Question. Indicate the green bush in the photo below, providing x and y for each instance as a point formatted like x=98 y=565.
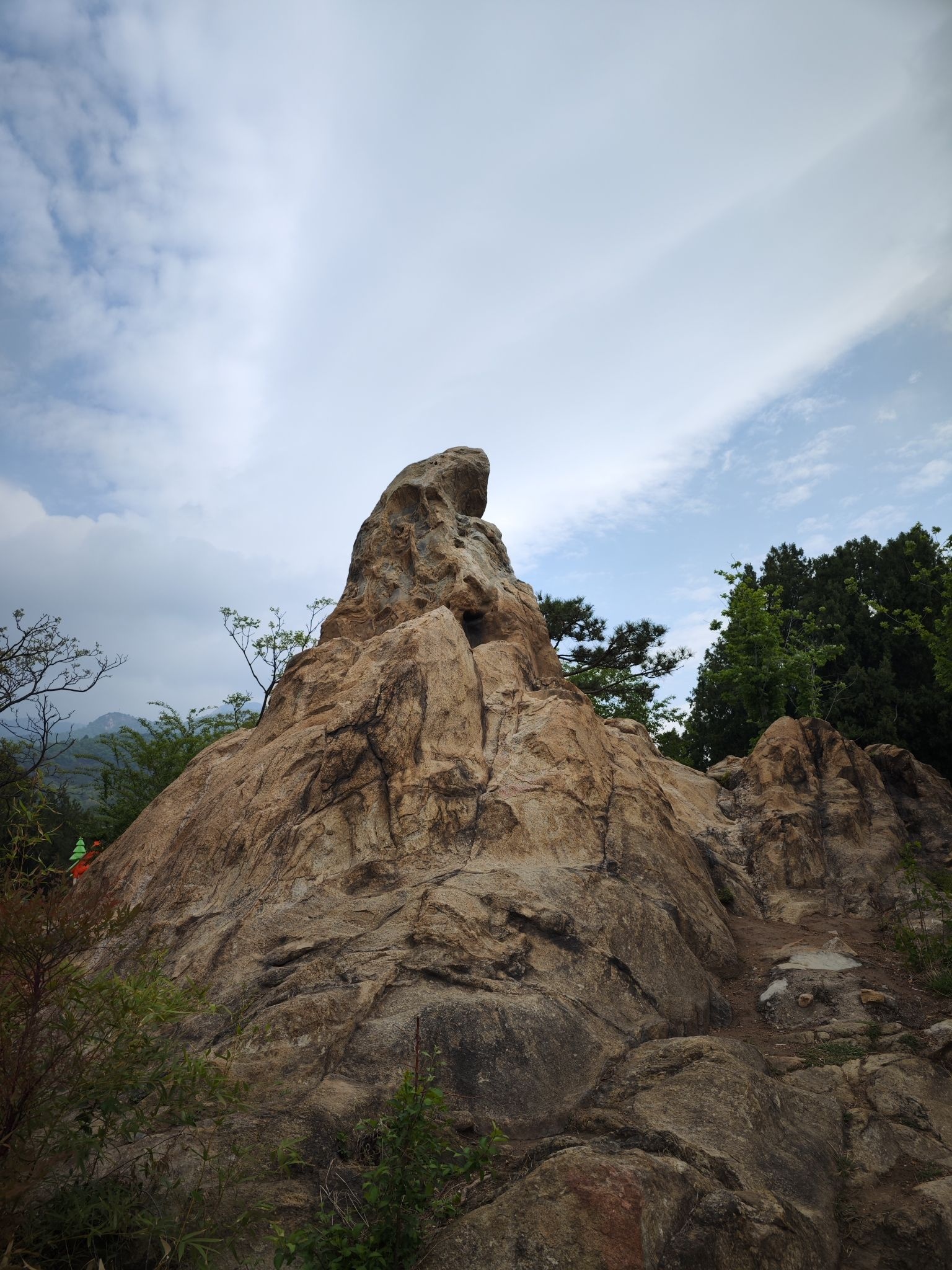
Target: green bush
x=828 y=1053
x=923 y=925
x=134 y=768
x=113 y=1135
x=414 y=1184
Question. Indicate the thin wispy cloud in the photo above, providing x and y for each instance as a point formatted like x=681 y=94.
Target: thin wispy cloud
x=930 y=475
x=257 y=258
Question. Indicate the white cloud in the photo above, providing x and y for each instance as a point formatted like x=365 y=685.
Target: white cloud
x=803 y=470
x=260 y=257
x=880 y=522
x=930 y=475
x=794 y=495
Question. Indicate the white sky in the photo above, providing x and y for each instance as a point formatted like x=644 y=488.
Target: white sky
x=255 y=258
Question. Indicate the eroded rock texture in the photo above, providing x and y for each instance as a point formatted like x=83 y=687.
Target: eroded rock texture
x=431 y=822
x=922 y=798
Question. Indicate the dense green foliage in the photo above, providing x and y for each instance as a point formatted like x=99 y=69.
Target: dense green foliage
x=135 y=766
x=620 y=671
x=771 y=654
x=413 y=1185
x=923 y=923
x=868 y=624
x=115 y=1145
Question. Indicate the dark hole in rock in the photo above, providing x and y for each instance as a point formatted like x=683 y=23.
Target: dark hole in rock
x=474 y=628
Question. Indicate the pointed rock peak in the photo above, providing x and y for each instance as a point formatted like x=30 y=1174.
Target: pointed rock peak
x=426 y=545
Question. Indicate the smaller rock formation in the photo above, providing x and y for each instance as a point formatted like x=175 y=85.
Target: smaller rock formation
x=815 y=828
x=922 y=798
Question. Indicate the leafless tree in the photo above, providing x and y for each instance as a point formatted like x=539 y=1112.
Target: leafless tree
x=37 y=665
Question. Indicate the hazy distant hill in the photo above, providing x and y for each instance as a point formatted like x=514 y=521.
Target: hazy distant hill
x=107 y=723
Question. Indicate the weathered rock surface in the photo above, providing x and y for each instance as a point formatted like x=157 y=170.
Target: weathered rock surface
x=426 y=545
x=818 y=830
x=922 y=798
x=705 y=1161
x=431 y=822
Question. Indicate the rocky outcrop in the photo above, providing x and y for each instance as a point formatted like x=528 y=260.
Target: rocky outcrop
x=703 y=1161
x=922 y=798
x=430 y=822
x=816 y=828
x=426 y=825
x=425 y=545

[EXERCISE REQUIREMENTS]
Rewrite all of the data above with every "Target" changed to "Object", leaving everything else as it is. Don't include the pictures in your answer.

[TASK ANSWER]
Question. Indicate the green bush in the photo below, providing x and y for each instance as a point formatted like x=98 y=565.
Object: green bush
x=828 y=1053
x=923 y=925
x=134 y=768
x=113 y=1135
x=414 y=1184
Question. Indicate the thin wispy cloud in the photo above, providing x and y for each instance as a point formatted like x=681 y=94.
Object: thin wispy cloud
x=930 y=475
x=257 y=258
Question. Indicate the white cloud in the photo above, providing x and y for each instance as a point formatted like x=365 y=685.
Object: white cloud
x=803 y=470
x=260 y=257
x=880 y=522
x=930 y=475
x=794 y=495
Question. Indicate the white sky in the photo above, providing x and y for each instance as a point formatted like x=644 y=488.
Object: white sky
x=255 y=258
Question. Indicate the eroded rock texture in the photo above, providing x and y for each instance as a point formatted like x=83 y=687.
Object: eroded rock texture
x=431 y=822
x=922 y=798
Question. Indicate the dense green foliage in the photo above, providing x and y for each instance as a point formatted like x=99 y=69.
Object: dense green foliage
x=135 y=766
x=620 y=671
x=771 y=654
x=413 y=1185
x=923 y=923
x=868 y=624
x=115 y=1145
Question. Indicate the dark hole in rock in the photo above, providing x and y for each instance as a point formatted like x=683 y=23.
Object: dark hole in rock
x=474 y=628
Question. Indicate the pointed rock peak in the photo above, providing x and y for each instance as a point formatted like x=30 y=1174.
Object: pointed rock peak
x=426 y=545
Question. Indicate the smaller rock formation in the photo above, providing x and y for each instance as a point formatted like x=175 y=85.
Object: smaller rock formation
x=815 y=828
x=922 y=798
Question. Indicate the leafless tree in the photo above, providing x and y for each instance as a point formatted like x=539 y=1112.
Object: leafless tree
x=37 y=665
Question. Indicate the hazy distant hill in the photo above, providing x and y for each instance as a point formatted like x=514 y=521.
Object: hazy distant hill
x=107 y=723
Question. Indicate the weathered rock surface in the photo above, providing x and y for each instance as a point formatted like x=157 y=170.
Object: weathered rock surface
x=426 y=545
x=818 y=830
x=922 y=798
x=705 y=1161
x=431 y=822
Question. Indicate the rocky outcrop in the photo above, providing x and y for each instance as a point formatted like x=528 y=260.
Object: rocky outcrop
x=703 y=1161
x=922 y=798
x=430 y=822
x=816 y=828
x=426 y=825
x=425 y=545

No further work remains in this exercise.